(Voci di annotazione delle regioni)
____________

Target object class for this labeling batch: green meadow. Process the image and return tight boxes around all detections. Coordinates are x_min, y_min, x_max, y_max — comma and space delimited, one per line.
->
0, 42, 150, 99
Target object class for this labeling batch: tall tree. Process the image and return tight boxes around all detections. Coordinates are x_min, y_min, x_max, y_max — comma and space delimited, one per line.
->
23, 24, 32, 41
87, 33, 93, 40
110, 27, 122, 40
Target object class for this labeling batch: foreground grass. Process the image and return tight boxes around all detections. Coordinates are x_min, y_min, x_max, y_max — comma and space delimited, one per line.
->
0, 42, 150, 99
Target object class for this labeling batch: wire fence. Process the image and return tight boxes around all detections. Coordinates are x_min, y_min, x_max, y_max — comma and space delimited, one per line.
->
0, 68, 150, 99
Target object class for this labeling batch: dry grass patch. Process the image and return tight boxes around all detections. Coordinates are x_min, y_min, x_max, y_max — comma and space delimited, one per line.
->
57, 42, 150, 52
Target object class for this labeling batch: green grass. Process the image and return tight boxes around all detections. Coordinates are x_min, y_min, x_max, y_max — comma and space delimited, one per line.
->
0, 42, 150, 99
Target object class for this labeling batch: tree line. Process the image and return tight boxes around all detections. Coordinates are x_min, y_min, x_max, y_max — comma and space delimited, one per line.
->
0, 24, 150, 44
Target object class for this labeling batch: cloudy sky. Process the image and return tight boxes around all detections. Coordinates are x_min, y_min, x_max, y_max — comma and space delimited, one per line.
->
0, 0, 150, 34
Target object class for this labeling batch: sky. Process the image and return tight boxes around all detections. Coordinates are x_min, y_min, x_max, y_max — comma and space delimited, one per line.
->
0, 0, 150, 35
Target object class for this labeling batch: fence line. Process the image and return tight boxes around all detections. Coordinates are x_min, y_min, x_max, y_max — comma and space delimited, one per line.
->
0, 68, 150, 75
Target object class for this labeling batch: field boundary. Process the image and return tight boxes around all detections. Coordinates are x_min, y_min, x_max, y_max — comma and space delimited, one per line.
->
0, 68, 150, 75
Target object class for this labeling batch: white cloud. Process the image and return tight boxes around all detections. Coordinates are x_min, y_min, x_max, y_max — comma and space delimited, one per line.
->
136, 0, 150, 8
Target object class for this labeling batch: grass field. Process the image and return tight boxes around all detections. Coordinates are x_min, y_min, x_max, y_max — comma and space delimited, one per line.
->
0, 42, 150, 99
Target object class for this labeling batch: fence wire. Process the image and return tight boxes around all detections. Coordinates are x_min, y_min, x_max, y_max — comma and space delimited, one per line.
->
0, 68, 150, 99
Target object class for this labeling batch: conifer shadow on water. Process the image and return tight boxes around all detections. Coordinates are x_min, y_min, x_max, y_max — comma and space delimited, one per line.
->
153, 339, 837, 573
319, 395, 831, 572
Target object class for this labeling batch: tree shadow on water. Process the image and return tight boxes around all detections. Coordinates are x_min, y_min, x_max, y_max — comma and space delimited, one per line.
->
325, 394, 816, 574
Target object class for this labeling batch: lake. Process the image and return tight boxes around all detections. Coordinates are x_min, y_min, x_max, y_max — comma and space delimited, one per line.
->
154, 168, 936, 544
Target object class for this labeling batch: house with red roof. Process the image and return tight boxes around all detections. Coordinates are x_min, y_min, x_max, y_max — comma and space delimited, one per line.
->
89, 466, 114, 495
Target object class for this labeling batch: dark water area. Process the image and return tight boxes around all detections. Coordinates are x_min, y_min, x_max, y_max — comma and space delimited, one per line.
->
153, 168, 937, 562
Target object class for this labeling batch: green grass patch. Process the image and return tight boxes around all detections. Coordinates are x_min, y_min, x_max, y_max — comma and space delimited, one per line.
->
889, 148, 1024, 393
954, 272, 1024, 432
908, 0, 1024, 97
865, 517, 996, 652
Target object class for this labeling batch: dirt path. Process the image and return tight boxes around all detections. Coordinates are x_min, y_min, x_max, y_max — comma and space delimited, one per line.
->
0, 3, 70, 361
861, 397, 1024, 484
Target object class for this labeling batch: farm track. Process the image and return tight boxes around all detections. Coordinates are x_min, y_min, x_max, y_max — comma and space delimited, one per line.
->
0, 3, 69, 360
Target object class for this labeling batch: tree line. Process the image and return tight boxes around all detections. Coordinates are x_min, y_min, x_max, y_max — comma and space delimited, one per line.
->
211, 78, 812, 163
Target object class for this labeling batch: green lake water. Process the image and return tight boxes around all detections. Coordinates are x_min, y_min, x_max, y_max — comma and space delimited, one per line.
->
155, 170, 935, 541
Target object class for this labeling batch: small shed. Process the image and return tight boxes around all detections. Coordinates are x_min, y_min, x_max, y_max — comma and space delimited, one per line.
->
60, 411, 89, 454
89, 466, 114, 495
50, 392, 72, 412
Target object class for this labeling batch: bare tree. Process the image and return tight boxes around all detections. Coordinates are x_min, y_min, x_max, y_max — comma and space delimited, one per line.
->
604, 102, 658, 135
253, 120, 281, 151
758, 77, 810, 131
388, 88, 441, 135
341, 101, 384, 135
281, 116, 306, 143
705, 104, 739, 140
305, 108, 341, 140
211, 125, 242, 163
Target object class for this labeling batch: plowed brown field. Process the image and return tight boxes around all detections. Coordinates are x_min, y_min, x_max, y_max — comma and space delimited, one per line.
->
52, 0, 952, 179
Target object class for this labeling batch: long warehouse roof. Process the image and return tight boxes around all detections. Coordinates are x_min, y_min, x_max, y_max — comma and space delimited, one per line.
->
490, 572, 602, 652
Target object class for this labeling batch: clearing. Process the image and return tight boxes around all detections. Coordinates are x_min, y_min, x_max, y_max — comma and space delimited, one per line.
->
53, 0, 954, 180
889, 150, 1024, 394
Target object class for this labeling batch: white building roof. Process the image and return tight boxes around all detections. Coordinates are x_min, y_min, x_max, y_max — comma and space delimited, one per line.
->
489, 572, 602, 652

____________

:: CONSEGNA ESERCIZIO ::
Aggiorna per favore tutti i dati sostituendo "Target object class" con "Object category", senza cambiare nient'altro.

:: ESERCIZIO SVOLTO ::
Object category for this labeling batch: green meadow. Process the image and return tight boxes around all detections. Coordinates are x_min, y_min, x_max, y_max — comma and space delimited, one per line.
->
0, 42, 150, 99
Object category for this labeling batch: tall tree. Process the image and return tight boxes around all detections. Coordinates are x_min, y_min, x_max, y_max — comma and space delimited, one per line.
->
23, 24, 32, 41
87, 33, 93, 40
110, 27, 122, 40
Object category for this labeling batch: foreground grass. Process the image and return tight boxes around all detections. Coordinates are x_min, y_min, x_max, y_max — comma and space delimited, one per line.
->
0, 42, 150, 99
Object category for this labeling batch: wire fence. Process the image and return tight boxes around all detections. Coordinates are x_min, y_min, x_max, y_max — comma and space delimited, one per line.
->
0, 68, 150, 99
Object category for this labeling batch: dry grass patch. Process the image and return tight boxes around all detections. Coordinates are x_min, y_min, x_max, y_max — comma and space delimited, one per line.
->
57, 42, 150, 52
Object category for this labeling batch: green grass. Process the image and return tight boxes around all detections. Coordinates are x_min, y_min, x_max, y_max — comma and space delimited, one per line.
->
0, 42, 150, 99
Object category for this labeling batch: tree line. Process the image and return tight boxes around all detections. Coordinates are x_min, y_min, x_max, y_max — comma and space delimited, one per line.
->
0, 24, 150, 44
Object category for this labeling batch: cloudy sky. Process the image and return tight boxes around all detections. Coordinates are x_min, y_min, x_max, y_max — comma and space delimited, one per line.
->
0, 0, 150, 34
Object category for this labeling batch: sky. Process the image and return tight boxes around all detections. Coordinates are x_min, y_min, x_max, y_max — comma and space delimited, one per line.
->
0, 0, 150, 35
Object category for this labeling batch: fence line. Process the image and return tight boxes around all detections. Coordinates are x_min, y_min, x_max, y_max — comma and space delimited, one per line.
->
0, 68, 150, 75
Object category for this labeling batch: field boundary. Process the image and return tight boxes around all detections. Coordinates are x_min, y_min, x_max, y_max — comma and space delimited, one per line.
->
0, 68, 150, 75
Object category for this labeling batch: white cloud. Process the image and return tight boxes around all detections. Coordinates are x_min, y_min, x_max, y_max — comma and space delimited, one per line.
->
136, 0, 150, 8
Object category for this labeling batch: grass field. Process the image and return tight boxes around all detections. Coordinates are x_min, y_min, x_max, y_max — comma and space delimited, one per line.
->
0, 42, 150, 99
Object category for this labeling batch: fence wire. Process the image and return tight boxes around all detections. Coordinates are x_min, y_min, x_max, y_max — comma and space delimited, one per line.
->
0, 68, 150, 99
Object category for this labeling batch: conifer shadow on water. Process the image and return tight boxes around all detections. Coordinates are x_min, y_min, x_max, y_max — comma and space delimited, one per line.
->
153, 339, 837, 573
319, 395, 831, 572
Object category for this labeling batch: tree shadow on water. Process the image and return tight boxes around all detections. Coordinates are x_min, y_min, x_max, y_max — comma and space delimited, one per line.
->
325, 394, 816, 574
Object category for this labeling batch: lake. Process the image and return tight boxes around all detections. Coordinates are x_min, y_min, x_max, y_max — comma and space delimited, one per line.
->
154, 168, 936, 544
Object category for this labeling batch: house with red roof. Process the image and return tight boxes around all detections. Coordinates are x_min, y_min, x_max, y_max — comma and space delimited, one per line.
->
89, 466, 114, 495
Object category for this labeling batch: dark water area. Process the image and return tight boxes around all detections. Coordinates are x_min, y_min, x_max, y_max — comma and space delimited, one per line.
->
153, 168, 937, 562
Object category for this labeling batch: green grass patch. Process the image and return tight boxes around all detections. Coordinates are x_min, y_min, x_max, y_max — comma and space delimited, one per line.
->
889, 148, 1024, 393
954, 272, 1024, 432
908, 0, 1024, 97
865, 517, 996, 652
Object category for this labeling batch: dirt path. Process the image and return tight boxes around all detections. Coordinates are x_min, y_min, x_max, y_max — comma and space delimited, one per line.
->
0, 3, 70, 361
861, 397, 1024, 484
Object category for this labeling batch: farm track. Process the image and return tight boxes around all detections. Coordinates are x_min, y_min, x_max, y_max — comma and space delimited, one per line.
->
0, 3, 69, 360
Object category for this labeling batch: tree line. Process the image and return tight boxes around all detections. Coordinates are x_min, y_min, x_max, y_max — comma and space delimited, one per line.
->
211, 78, 812, 163
Object category for this labeling batch: green lake water. Process the image and return tight boxes around all detections. Coordinates are x_min, y_min, x_max, y_max — comma and space delimited, one per line.
->
155, 170, 935, 541
Object category for this labeling batch: small shed. Process the image and return tight boxes around all detections. Coordinates are x_min, y_min, x_max, y_max — comma and space delimited, one per line.
->
60, 411, 89, 454
89, 466, 114, 495
50, 392, 72, 412
Object category for this labeling batch: bare tree. Process the image and return tight boxes around all detections. Coordinates are x_min, y_min, x_max, y_max — comma and space delimited, one per line.
->
604, 102, 658, 135
253, 120, 281, 151
758, 77, 810, 131
388, 88, 441, 135
341, 101, 384, 135
281, 116, 306, 143
705, 104, 739, 140
305, 108, 341, 140
211, 125, 242, 163
Object category for this labeling batch: plowed brown field. Process the image and return tight boxes around all detections. Coordinates are x_min, y_min, x_max, y_max — comma and space delimited, one per line.
->
52, 0, 952, 179
Object category for this labeling batch: long warehouse roof. Process the image and return tight boxes around all detections. Coordinates are x_min, y_min, x_max, y_max — comma and space delimited, one per line.
->
490, 572, 602, 652
Object category for this labeling batch: clearing. Process the image and return tight boxes around all detections. Coordinates are x_min, y_min, x_max, y_max — comma and space delimited, one per line.
->
53, 0, 954, 180
889, 150, 1024, 394
Object category for this labeling batch: white building roof. Process the image and return tight boxes around all detections. Coordinates are x_min, y_min, x_max, y_max — comma and space delimited, one per line.
->
489, 572, 602, 652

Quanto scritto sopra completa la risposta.